In the corner flashing text, what two problems make current flashing systems inadequate?

Supplied text:
——

Any and all priority claims identified in the Application Data Sheet, or any correction thereto, are hereby incorporated by reference under 37 CFR 1.57.
The present invention relates to systems for providing a water-tight seal at the corners of structures. More specifically, a preferred embodiment provides a device and method for flashing and sealing the corners of recessed window frames and recessed window wall conditions.
In the construction of new homes, it is important to provide a water-tight seal at the seams of any openings in exterior walls, specifically windows and doors. A number of different devices and methods of providing such a seal are in current use. All of these methods have at least one major drawback. Some are expensive, some are time consuming, some must be performed just right in order to be effective, some are not durable, and some create sharp edges that cut subsequent layers of building materials.
One specific type of condition that is installed in many homes today is the recessed window. Recessed windows include an outer wall opening that is flush with the exterior of the house, and an inner, recessed framed opening, that lies in a plane behind that of the exterior. Generally, the inner framed opening has a height and width less than that of the outer framed opening. When the window is finally installed, it lies within the inner framed opening.
Recessed windows are particularly difficult to flash and seal adequately, especially at the corners. Rain, especially wind-driven rain, tends to penetrate the corners of these windows rather easily. When this water infiltrates the space behind the flashing, it becomes trapped there and causes rotting and deterioration of the underlying wood, as well as fungus, mold and mildew growth within the wall systems.
The inadequacy of current flashing systems is due to two problems. First, there is no known flashing system that is very reliable, even if installed correctly. Second, most flashing is performed by unskilled low-wage laborers. Most of these workers pay little attention to quality, and instead try to get the job done as quickly as possible. Further, many lack the language skills necessary to understand the detailed instructions that must be given by a supervisor in order to ensure a proper flashing. Because it is not cost effective to have a supervisor inspect every corner of every recessed window, many windows are installed with poor flashing. As a result, many flashing systems that might be effective if installed properly every time do not work well in practice.
Therefore, there is a need for a corner flashing system that is not only effective when correctly installed, but is also nearly impossible to install incorrectly. Further, the system should be well adapted to installation in recessed window frames.
The corner flashing system according to the following preferred embodiments has several features, no single one of which is solely responsible for its desirable attributes. Without limiting the scope of this invention as expressed by the claims that follow, its more prominent features will now be discussed briefly. After considering this discussion, and particularly after reading the section entitled “Detailed Description of the Drawings,” one will understand how the features of this flashing system provide advantages, which include reliability, low cost, and foolproof installation.

——

Supplied data:

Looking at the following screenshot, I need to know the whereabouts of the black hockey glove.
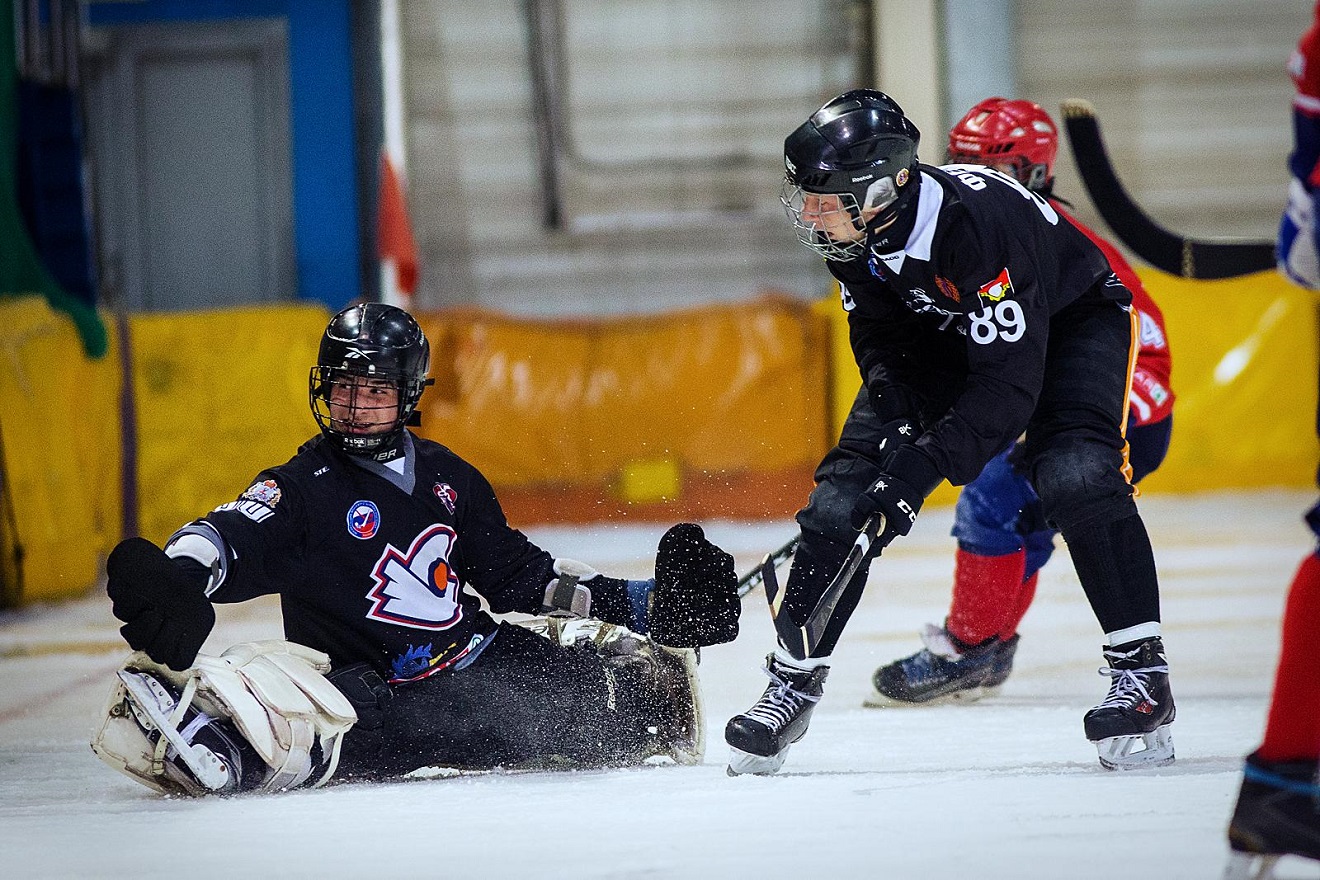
[106,538,215,672]
[851,446,944,548]
[647,522,742,648]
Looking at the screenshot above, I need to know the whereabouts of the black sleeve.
[191,468,305,603]
[454,466,556,613]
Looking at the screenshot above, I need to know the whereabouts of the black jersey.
[172,431,556,682]
[826,165,1131,486]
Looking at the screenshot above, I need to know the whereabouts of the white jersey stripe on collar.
[876,172,944,274]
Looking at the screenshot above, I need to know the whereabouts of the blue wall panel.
[87,0,362,309]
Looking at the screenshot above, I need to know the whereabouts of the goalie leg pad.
[91,640,356,796]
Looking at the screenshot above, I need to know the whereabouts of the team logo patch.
[367,524,463,633]
[348,501,380,541]
[838,285,857,311]
[243,480,284,507]
[977,267,1012,302]
[215,480,284,522]
[430,483,458,516]
[935,274,962,302]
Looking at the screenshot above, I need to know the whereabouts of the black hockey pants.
[330,624,667,778]
[780,295,1159,657]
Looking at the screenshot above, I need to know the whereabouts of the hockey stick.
[762,513,884,660]
[1060,98,1275,280]
[738,534,801,599]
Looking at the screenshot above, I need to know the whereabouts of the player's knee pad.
[1032,442,1137,537]
[953,451,1040,555]
[517,617,706,764]
[91,640,356,796]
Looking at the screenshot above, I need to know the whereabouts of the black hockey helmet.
[309,302,430,455]
[780,88,921,260]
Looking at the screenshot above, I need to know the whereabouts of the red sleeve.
[1051,203,1177,425]
[1288,3,1320,104]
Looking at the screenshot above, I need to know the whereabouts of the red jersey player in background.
[867,98,1173,706]
[1225,3,1320,880]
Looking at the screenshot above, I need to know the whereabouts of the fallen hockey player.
[92,303,741,794]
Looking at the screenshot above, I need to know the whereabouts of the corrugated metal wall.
[403,0,857,314]
[403,0,1311,315]
[1016,0,1312,248]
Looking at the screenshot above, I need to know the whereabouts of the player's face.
[801,193,866,241]
[330,376,399,434]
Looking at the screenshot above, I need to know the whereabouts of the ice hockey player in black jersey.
[725,88,1173,774]
[94,303,739,793]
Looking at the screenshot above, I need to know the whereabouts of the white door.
[84,18,296,310]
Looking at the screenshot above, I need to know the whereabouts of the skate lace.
[917,623,962,661]
[747,665,820,732]
[1096,666,1168,708]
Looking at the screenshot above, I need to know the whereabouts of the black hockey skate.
[1224,755,1320,880]
[110,669,269,794]
[1084,637,1176,770]
[862,624,1018,707]
[725,654,829,776]
[981,633,1022,697]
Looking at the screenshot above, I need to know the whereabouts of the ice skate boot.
[91,669,268,796]
[1224,755,1320,880]
[862,624,997,707]
[981,633,1022,697]
[725,653,829,776]
[1084,637,1176,770]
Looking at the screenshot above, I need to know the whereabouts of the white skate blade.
[1224,851,1283,880]
[862,687,999,708]
[727,745,788,776]
[1096,724,1173,770]
[117,669,230,792]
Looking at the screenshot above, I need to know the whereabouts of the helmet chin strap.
[866,195,916,253]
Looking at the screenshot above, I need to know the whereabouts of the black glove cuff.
[884,443,944,501]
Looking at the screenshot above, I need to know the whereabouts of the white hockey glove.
[91,640,358,796]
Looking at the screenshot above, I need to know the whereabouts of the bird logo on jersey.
[977,267,1012,302]
[367,522,463,629]
[348,501,380,541]
[430,483,458,516]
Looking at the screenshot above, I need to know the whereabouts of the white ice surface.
[0,492,1320,880]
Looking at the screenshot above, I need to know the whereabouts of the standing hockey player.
[95,303,739,793]
[1225,3,1320,880]
[867,98,1173,706]
[725,88,1173,774]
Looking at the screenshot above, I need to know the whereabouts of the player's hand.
[106,538,215,672]
[851,446,944,546]
[647,522,742,648]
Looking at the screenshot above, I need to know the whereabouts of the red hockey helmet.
[948,98,1059,190]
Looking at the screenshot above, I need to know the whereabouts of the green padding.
[0,0,107,358]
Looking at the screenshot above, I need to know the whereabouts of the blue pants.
[952,416,1173,578]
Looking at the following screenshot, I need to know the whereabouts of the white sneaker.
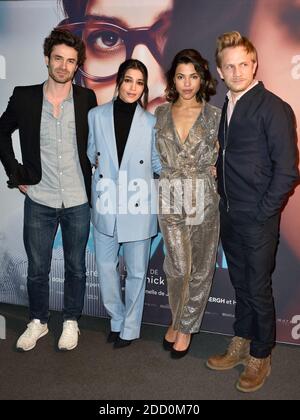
[16,319,48,351]
[58,320,80,351]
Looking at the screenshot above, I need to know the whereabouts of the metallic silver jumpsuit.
[156,102,220,333]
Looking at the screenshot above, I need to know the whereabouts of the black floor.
[0,304,300,401]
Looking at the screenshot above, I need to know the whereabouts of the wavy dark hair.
[44,28,85,67]
[116,58,149,108]
[166,48,218,103]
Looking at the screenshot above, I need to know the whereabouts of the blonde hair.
[215,31,257,68]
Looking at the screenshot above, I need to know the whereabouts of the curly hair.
[44,28,85,67]
[165,48,217,103]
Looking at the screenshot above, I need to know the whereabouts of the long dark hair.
[166,48,217,103]
[116,58,149,108]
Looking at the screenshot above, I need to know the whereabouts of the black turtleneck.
[114,96,137,165]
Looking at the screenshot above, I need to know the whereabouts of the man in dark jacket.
[207,32,298,392]
[0,30,97,351]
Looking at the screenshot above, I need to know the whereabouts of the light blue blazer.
[87,101,161,242]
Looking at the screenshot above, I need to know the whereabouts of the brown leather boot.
[206,337,250,370]
[236,356,271,392]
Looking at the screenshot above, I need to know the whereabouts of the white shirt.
[227,80,258,125]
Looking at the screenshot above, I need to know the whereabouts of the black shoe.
[114,337,132,349]
[171,335,193,359]
[106,331,120,343]
[163,337,174,351]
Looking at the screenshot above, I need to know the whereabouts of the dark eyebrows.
[84,10,171,28]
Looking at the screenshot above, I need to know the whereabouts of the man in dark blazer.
[0,30,97,351]
[207,32,299,392]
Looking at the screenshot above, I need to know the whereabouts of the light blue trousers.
[94,228,151,340]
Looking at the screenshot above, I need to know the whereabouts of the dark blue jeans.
[24,197,90,323]
[221,207,279,358]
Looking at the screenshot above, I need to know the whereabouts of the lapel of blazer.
[72,84,87,160]
[103,101,119,170]
[30,83,44,152]
[120,104,146,169]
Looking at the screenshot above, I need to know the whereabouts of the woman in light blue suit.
[88,59,160,348]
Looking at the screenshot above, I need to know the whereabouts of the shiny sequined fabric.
[155,102,220,333]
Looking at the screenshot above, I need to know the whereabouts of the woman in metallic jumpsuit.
[156,49,220,358]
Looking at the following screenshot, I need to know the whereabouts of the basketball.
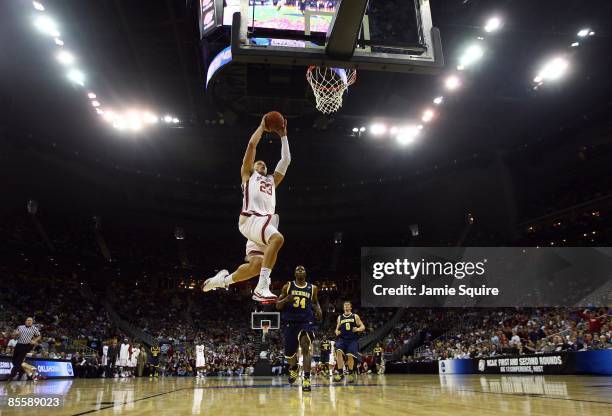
[264,111,285,131]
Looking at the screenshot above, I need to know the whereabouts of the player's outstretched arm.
[353,314,365,332]
[274,119,291,187]
[276,282,293,311]
[312,285,323,321]
[240,118,267,182]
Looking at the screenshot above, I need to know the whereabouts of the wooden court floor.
[0,375,612,416]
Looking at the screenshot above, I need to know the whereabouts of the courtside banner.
[0,356,74,380]
[361,247,612,308]
[438,350,612,375]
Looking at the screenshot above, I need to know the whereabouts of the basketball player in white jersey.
[196,344,206,378]
[100,344,108,378]
[117,338,130,377]
[202,117,291,303]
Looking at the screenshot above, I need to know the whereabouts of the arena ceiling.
[0,0,612,236]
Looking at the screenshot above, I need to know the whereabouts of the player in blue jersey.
[334,300,365,383]
[276,266,321,391]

——

The result:
No known flashing system is very reliable even when installed correctly, and most flashing is done by unskilled low-wage laborers.